What you will do: Copy word for word the lines of the records below, starting at the line that contains "Exam Section B, Problem 7: Identify the alloy" and stopping after the line that contains "179;59;347;117".

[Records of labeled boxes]
::::
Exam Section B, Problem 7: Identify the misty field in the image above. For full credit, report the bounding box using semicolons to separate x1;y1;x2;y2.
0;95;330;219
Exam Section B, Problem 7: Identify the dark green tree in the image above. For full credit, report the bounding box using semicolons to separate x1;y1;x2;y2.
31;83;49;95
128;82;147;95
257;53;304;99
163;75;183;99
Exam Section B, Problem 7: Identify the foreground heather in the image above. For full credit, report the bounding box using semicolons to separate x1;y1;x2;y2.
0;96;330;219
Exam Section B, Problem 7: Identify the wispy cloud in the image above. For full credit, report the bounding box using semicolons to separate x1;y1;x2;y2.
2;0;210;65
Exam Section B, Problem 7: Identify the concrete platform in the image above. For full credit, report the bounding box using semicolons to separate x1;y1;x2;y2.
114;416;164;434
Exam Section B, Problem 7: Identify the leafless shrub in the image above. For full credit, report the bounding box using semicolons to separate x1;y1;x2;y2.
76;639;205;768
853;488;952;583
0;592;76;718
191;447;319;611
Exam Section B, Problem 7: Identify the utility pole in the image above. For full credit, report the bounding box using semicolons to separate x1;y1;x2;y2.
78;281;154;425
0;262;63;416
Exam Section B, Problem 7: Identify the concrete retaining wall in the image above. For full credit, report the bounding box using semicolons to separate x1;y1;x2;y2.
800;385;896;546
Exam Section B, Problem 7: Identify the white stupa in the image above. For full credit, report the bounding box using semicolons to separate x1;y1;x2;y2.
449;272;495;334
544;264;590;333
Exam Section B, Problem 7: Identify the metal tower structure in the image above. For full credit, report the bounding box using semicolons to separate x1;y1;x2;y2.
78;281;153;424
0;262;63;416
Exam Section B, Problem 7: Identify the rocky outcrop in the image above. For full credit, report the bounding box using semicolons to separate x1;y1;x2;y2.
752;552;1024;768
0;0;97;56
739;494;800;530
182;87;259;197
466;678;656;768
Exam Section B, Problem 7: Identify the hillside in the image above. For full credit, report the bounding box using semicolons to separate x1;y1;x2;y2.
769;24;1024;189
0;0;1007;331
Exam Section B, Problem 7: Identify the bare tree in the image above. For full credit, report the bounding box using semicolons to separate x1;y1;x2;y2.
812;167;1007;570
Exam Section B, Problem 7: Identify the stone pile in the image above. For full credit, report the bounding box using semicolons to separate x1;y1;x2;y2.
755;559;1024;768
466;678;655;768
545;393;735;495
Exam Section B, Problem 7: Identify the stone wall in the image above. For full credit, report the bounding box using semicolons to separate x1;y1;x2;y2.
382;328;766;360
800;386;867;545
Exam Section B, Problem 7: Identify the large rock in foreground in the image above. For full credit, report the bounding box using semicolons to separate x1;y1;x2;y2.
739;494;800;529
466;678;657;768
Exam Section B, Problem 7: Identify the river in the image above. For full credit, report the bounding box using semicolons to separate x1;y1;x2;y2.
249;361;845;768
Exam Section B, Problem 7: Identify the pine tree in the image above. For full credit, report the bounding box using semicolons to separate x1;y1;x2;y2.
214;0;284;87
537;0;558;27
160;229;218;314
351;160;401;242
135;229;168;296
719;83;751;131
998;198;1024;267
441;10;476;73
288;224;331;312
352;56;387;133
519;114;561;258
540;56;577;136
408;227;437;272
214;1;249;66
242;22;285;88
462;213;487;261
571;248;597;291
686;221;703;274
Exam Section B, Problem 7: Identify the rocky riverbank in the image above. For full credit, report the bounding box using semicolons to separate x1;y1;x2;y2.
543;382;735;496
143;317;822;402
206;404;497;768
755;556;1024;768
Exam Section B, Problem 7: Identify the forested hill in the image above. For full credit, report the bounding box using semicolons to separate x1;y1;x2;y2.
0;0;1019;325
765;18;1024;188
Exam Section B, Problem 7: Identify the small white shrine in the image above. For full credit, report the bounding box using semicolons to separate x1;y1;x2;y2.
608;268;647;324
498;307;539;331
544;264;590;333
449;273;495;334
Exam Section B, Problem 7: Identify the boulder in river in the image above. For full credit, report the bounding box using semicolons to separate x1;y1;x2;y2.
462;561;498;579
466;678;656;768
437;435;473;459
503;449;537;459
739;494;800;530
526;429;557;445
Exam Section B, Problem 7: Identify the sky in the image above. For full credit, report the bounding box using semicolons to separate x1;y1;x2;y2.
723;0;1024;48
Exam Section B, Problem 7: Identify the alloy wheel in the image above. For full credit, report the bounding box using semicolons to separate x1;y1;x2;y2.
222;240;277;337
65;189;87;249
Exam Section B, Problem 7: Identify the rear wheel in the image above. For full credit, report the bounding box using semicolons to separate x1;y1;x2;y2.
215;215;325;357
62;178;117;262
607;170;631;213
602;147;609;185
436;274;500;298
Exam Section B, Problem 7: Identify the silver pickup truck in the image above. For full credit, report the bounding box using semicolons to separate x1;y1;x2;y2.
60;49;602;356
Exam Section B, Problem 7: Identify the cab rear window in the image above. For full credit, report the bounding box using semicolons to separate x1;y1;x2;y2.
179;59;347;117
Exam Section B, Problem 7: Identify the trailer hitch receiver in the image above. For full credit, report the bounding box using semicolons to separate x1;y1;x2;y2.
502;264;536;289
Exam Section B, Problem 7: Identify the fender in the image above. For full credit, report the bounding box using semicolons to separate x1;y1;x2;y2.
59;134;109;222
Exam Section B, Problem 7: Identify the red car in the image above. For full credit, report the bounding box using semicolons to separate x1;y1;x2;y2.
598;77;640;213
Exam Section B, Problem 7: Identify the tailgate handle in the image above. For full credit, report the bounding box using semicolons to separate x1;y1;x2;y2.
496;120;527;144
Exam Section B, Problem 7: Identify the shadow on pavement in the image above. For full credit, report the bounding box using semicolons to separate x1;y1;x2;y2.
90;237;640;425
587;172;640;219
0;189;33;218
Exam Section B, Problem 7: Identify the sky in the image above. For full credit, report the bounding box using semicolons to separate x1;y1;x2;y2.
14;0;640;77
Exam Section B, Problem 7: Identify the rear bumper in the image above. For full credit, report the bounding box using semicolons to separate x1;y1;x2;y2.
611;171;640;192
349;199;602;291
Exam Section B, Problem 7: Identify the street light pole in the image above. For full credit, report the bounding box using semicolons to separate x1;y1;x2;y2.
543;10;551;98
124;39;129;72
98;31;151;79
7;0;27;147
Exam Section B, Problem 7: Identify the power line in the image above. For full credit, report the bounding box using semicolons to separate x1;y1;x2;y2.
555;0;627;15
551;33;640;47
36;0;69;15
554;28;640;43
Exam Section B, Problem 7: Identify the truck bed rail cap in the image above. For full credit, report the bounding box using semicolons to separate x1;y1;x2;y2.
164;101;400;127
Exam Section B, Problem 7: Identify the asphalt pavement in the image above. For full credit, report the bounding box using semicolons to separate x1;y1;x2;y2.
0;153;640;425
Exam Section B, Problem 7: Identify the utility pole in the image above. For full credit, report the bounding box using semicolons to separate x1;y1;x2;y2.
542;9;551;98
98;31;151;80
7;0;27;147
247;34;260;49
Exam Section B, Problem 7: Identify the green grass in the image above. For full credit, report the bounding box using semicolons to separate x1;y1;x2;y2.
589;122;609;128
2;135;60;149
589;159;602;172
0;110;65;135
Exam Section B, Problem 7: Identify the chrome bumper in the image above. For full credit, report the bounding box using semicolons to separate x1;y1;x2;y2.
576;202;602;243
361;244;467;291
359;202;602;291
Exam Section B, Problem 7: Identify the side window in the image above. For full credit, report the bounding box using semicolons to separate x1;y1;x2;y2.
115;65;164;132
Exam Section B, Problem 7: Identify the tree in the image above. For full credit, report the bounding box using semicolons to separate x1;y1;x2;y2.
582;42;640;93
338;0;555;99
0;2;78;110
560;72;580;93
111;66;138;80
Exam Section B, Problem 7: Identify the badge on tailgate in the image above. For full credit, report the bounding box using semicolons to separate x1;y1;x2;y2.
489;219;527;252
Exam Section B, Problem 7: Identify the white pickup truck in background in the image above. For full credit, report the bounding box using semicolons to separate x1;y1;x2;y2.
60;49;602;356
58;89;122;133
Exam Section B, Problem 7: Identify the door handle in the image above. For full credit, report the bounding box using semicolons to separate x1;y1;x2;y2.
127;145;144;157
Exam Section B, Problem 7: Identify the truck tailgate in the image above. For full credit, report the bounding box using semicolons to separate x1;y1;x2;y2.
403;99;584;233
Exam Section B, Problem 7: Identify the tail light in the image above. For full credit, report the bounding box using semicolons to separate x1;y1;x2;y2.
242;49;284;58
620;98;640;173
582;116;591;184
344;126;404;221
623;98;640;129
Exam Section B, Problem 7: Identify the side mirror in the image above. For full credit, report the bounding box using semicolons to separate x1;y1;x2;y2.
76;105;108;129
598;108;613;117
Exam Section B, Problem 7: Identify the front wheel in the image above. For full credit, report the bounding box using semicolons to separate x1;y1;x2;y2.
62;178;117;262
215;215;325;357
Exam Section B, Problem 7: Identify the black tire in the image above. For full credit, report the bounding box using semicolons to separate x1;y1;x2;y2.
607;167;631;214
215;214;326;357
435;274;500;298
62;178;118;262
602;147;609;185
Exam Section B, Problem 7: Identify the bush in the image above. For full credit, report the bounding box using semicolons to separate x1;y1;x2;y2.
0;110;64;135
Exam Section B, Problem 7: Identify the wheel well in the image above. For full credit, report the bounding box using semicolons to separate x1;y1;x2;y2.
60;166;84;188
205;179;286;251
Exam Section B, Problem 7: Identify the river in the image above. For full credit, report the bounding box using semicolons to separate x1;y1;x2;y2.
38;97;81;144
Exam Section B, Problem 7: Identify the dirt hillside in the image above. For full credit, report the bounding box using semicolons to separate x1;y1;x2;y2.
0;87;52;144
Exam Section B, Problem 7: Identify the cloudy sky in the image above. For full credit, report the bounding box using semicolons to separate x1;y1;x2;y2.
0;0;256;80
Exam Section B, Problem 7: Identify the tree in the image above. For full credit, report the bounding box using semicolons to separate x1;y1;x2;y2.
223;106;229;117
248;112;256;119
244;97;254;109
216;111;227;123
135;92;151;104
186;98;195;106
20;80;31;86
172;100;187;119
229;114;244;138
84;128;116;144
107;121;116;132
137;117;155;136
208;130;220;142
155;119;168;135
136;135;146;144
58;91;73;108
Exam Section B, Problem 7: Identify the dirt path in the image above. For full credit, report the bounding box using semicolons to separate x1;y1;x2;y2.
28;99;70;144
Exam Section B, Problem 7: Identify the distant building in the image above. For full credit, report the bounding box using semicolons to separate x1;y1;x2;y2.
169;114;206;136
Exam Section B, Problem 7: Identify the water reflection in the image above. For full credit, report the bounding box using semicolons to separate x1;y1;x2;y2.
::::
Solved exercise:
Exam Section B, Problem 7: Identify the alloy wheel in the image above. For full credit, report the bounding box using semicolons to separate x1;y1;x2;y2.
222;240;277;337
65;189;87;249
Exam Section B, Problem 7: Identify the rear wheel in the image above. For full credit, report the bounding box using semicolons to separate x1;y1;x2;y2.
215;215;325;357
62;178;117;262
607;170;631;213
602;147;609;185
436;274;500;298
Exam Section B, Problem 7: Identify the silver pickup truck in the image above. For full credit, report the bounding box using semicolons to separate x1;y1;x2;y2.
60;49;602;356
Exam Section B, Problem 7: Identify the cab rear window in the image above. For full credit, report the bounding box using semicolons to separate x1;y1;x2;y2.
179;59;347;117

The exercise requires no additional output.